* **Set exercise 1**
List every character named in the plot section of the film article below.
* **Set exercise 2**
Summarize the film article below in two sentences.
* **Set exercise 3**
Write the next part of the film article below, picking up after its final sentence.

* **Text**
- Directed by: Gus Meins
- Starring: Michael Whalen Chick Chandler
- Distributed by: Republic Pictures
- Release date: January 10, 1939;
- Running time: 65 minutes 53 minutes
- Country: United States
- Language: English

= The Mysterious Miss X =

1939 film by Gus Meins

The Mysterious Miss X is a 1939 film directed by Gus Meins and starring Michael Whalen, Chick Chandler and Mary Hart.

==Plot==
Out of work when their play about a police inspector closes, actors Keith and Scooter are traveling by bus when they run out of money to go further. A passenger, Julie Graham, helps them find a room. They instead find a dead body, with police suspecting them of killing a rich businessman named Pratt.

A new suspect emerges in the form of Pratt's secretary, Charlie Graham, when $5,000 in cash is found in his possession. Graham is arrested and daughter Julie calls family attorney Clarence Fredericks to represent him.

* **Material shown**

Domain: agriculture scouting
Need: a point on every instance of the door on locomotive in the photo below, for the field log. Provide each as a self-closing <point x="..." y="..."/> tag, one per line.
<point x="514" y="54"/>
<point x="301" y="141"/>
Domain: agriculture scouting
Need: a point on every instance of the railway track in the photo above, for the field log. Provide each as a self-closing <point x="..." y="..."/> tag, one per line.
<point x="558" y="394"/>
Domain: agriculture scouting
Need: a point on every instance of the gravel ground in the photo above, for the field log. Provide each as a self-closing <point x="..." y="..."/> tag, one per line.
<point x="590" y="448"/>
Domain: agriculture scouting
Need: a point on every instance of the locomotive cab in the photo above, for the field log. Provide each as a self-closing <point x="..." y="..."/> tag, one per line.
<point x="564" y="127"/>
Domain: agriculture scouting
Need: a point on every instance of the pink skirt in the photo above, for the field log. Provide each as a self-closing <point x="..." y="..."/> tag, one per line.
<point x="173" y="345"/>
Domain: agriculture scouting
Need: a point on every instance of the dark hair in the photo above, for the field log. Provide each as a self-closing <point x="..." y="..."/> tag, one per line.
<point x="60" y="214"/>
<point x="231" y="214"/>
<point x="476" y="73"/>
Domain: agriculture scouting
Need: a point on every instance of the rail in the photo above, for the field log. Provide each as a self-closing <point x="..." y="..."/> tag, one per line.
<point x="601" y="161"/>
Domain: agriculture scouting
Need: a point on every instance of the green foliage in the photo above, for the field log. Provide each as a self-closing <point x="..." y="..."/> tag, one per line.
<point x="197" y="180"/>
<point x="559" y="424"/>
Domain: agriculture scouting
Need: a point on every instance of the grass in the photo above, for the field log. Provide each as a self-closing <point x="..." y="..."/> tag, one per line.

* **Written reply 1**
Keith, Scooter, Julie Graham, Pratt, Charlie Graham, Clarence Fredericks

* **Written reply 2**
The Mysterious Miss X is a 1939 film directed by Gus Meins and starring Michael Whalen, Chick Chandler and Mary Hart. Its plot follows out-of-work actors Keith and Scooter, who find a dead body and fall under police suspicion until Pratt's secretary Charlie Graham is arrested after $5,000 in cash is found in his possession.

* **Written reply 3**
Meanwhile, the actors are mistaken for actual detectives when police find the script of their play. They resist a request for their help until the attractive Julie also asks, as does Alma Pratt, the dead man's widow, who offers them a fee to investigate. The boys place themselves in danger, discovering that Fredericks is the actual killer. They get out of town safely, with Julie riding alongside Scooter, now romantically involved.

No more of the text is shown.